### TASK TO CARRY OUT
Go through the data line by line. Copy each one holding the string "Detect".

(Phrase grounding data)
-=-=-

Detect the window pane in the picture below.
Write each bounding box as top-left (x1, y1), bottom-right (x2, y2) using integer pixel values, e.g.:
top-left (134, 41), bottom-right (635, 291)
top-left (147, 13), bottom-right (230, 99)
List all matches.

-=-=-

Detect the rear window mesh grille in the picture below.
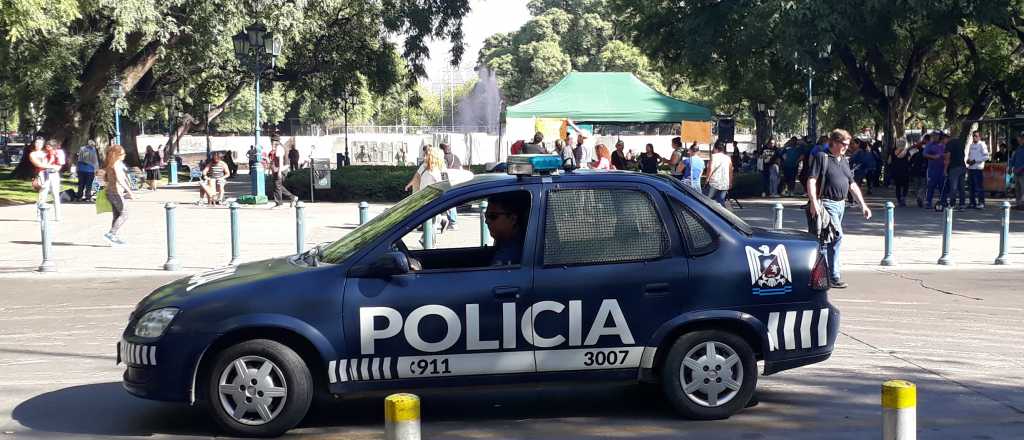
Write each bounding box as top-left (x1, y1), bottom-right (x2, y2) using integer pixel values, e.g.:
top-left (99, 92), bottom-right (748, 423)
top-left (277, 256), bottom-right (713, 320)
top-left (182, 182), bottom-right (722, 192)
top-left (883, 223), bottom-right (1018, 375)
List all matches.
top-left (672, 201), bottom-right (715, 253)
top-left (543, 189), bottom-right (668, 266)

-=-=-

### SOLUTION FOR THIS EXERCISE
Detect the window pane in the picture below.
Detect the rear window mesh grille in the picture below.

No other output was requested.